# START OF SELECTED EXTRACT

In the Saga of the Volsungs, the great warrior, Volsung, is killed and his ten sons are captured by his son-in-law, Siggeir. He initially plans to simply behead his resented brothers-in-law and be rid of them. But his wife, Signy, their sister, reminds him that the eye loves what it lingers on, and she wants to be able to look on her beloved brothers longer than just beheading them would allow.
Siggeir has all ten brothers tied out in the forest to a large felled tree trunk, with their hands behind their backs in chains. Then, every night at midnight, Siggeir will have one of them eaten by a wolf. So, each night, for nine nights, Signy must look on, helplessly, until naturally, only one of her brothers, Sigmund, remains. But by now Signy has come up with a plan that will rescue at least him.

# END OF SELECTED EXTRACT
# START OF SUPPLIED DATA

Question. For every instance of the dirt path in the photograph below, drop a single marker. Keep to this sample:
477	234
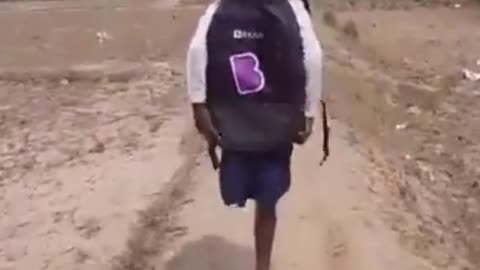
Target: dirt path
327	221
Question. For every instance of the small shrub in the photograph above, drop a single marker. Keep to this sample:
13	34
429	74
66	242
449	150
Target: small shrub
350	29
330	19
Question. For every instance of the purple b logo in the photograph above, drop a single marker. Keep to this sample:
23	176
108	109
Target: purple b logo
246	71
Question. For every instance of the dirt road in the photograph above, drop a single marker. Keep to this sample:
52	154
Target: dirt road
327	221
100	167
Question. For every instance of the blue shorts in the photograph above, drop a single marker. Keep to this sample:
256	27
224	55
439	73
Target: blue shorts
261	176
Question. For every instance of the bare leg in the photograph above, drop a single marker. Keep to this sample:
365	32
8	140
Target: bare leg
265	224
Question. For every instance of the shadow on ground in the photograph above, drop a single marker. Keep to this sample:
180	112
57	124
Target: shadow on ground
212	253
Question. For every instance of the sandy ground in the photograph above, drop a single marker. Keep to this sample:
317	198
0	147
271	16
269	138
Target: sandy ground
328	220
100	167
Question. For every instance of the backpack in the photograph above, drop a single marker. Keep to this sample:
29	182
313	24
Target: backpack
255	74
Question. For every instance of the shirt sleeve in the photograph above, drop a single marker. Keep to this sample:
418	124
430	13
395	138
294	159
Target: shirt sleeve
197	57
313	57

# END OF SUPPLIED DATA

**YOUR TASKS**.
1 - According to the Volsung retelling, which brother is the last one left alive?
2 - Convert the entries, everything from the line containing "Question. For every instance of the backpack" down to the last line of the entries, into a JSON list of strings with one string per line, omitting blank lines.
The Volsung retelling and the entries are unrelated pieces of material.

**RESULTS IN ORDER**.
1 - Sigmund.

2 -
[
  "Question. For every instance of the backpack in the photograph above, drop a single marker. Keep to this sample:",
  "29\t182",
  "313\t24",
  "Target: backpack",
  "255\t74",
  "Question. For every instance of the shirt sleeve in the photograph above, drop a single marker. Keep to this sample:",
  "418\t124",
  "430\t13",
  "395\t138",
  "294\t159",
  "Target: shirt sleeve",
  "197\t57",
  "313\t57"
]